-- start of Document --
Honoring Pete Fornatale

I'm listening to Vin Scelsa's heartfelt tribute to Pete Fornatale on Idiots Delight. Vin's doing it with his eloquent words and music, just the way we knew he would. Don McGee hit all the right notes earlier on Mixed Bag, as did Dennis Elsas and Darren DeVivo on Thursday and Friday. They all did it their in their own way, as I will try to do on the Sunday Breakfast.

What we've all been doing in a way is paying tribute to the Art of the DJ, in this case the DJ being Pete Fornatale. Rita Houston suggested the idea for Public Radio Music Month, which wraps up in a couple days. The first 8 installments of the series focused on DJs from around the country before turning its attention to FUV's own (our weekday hosts - Claudia, Darren, Dennis, and Corny - plus Vin) during our membership drive. Pete could just as easily been included, but the intention was to spotlight him and others in the future. As it happens, we've spontaneously orchestrated a symphony in at least five movements that honors at length the very art that Pete personified.

Part of what made Pete special was that he was a product of a particular moment in time, as he often noted himself - the moment when the FCC mandated that FM stations not simply simulcast what was airing on AM and when there was an explosion of artists creating exciting new music that couldn't fit on AM. It was a time when it mattered more how you put the music together and could talk about it than how mellifluous your voice was. Let's face it, Pete would have never been hired on an AM station. Neither would I. (Dennis Elsas might have, but not many others.)

Pete, Vin, Dennis, and I all came out of college radio and happened to be at the right place at the right time. My professional break occurred in Philadelphia in 1969 when I called WMMR (the sister station of WNEW-FM) and asked what would happen when the host of "The Marconi Experiment" went on vacation. "He's going on vacation next week," I was told. "And the guy who was supposed to fill in can't do it. Do you have a tape?" "Yes," I lied. I stayed up all night making one, drove it down to Philadelphia, and they were desperate enough to put a very nervous college junior on the air for a week. Crazy.
-- end of Document --
-- start of Records shown --
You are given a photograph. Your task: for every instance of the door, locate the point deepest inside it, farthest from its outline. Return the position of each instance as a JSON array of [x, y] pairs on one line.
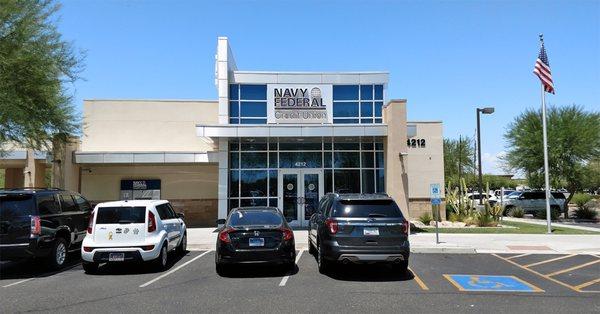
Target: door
[[299, 193]]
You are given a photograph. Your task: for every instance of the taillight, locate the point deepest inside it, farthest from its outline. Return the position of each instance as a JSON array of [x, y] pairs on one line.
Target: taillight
[[151, 222], [287, 234], [224, 235], [91, 223], [332, 225], [36, 226], [405, 227]]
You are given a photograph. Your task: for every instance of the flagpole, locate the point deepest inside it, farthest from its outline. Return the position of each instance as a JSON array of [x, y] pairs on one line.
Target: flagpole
[[545, 136]]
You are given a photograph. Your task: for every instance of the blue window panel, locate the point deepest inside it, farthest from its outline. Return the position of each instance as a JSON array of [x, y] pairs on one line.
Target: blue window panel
[[234, 109], [378, 108], [345, 92], [345, 121], [378, 92], [234, 92], [253, 121], [366, 109], [253, 109], [253, 92], [366, 92], [345, 109]]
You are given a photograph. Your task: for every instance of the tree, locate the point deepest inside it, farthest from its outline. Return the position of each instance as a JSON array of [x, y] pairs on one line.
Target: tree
[[36, 65], [458, 152], [573, 141]]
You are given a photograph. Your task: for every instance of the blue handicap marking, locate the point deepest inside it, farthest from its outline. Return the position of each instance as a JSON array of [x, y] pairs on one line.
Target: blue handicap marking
[[491, 283]]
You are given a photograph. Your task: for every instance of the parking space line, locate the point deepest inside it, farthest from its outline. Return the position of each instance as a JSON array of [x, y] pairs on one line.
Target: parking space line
[[418, 280], [573, 268], [173, 270], [286, 277], [516, 256], [538, 273], [18, 282], [549, 261], [587, 284]]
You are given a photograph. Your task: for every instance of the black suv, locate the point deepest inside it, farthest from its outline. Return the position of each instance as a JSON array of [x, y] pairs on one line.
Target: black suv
[[359, 228], [42, 223]]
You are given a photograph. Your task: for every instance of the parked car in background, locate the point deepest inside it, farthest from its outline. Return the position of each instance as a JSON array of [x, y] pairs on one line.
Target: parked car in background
[[532, 201], [42, 223], [254, 235], [138, 230], [359, 228]]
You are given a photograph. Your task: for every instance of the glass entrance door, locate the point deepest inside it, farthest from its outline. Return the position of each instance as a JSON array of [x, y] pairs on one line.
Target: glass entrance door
[[299, 193]]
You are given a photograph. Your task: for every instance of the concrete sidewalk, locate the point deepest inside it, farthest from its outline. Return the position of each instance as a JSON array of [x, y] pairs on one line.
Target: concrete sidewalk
[[205, 239]]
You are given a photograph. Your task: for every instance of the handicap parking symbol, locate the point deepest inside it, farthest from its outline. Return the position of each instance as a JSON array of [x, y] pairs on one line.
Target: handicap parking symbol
[[491, 283]]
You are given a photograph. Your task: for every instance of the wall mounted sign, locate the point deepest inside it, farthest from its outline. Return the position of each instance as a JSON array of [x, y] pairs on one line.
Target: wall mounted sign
[[140, 189], [299, 104]]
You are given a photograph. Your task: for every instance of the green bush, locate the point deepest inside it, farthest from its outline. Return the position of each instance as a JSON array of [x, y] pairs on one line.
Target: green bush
[[541, 213], [426, 218], [580, 199], [586, 212], [517, 212]]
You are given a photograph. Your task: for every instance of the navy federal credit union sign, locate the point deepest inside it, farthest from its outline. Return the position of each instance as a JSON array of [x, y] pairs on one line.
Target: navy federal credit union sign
[[299, 103]]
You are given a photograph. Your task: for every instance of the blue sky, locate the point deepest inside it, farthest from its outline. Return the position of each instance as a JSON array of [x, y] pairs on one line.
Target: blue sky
[[445, 57]]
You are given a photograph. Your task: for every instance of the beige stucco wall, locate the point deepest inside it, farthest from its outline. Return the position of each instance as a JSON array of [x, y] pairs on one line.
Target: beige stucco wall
[[101, 183], [146, 125]]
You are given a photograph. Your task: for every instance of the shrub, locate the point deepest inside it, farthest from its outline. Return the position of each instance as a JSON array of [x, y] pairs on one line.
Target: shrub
[[426, 218], [586, 212], [517, 212], [580, 199], [541, 213]]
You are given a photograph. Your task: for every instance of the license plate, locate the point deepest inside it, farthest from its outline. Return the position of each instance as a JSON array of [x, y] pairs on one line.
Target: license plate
[[116, 257], [371, 231], [256, 242]]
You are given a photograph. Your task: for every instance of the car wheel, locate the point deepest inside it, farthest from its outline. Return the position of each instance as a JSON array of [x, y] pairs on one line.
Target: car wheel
[[161, 261], [321, 261], [182, 248], [90, 267], [58, 254]]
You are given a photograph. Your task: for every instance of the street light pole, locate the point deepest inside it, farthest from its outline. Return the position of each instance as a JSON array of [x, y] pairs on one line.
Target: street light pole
-- end of Records shown --
■ Tasks and exercises:
1 - In the Pete Fornatale post, where and in what year did the writer get a professional break?
2 - Report every line of the entries that contains the string "flagpole", treating uppercase and lowercase as different.
The entries are unrelated to the Pete Fornatale post.

■ Worked solutions:
1 - In Philadelphia in 1969.

2 -
You are given a photograph. Your task: for every instance of the flagpole, locate the point deepest inside it, farthest from its outline. Return the position of each instance as a JSON array of [x, y] pairs on one line.
Target: flagpole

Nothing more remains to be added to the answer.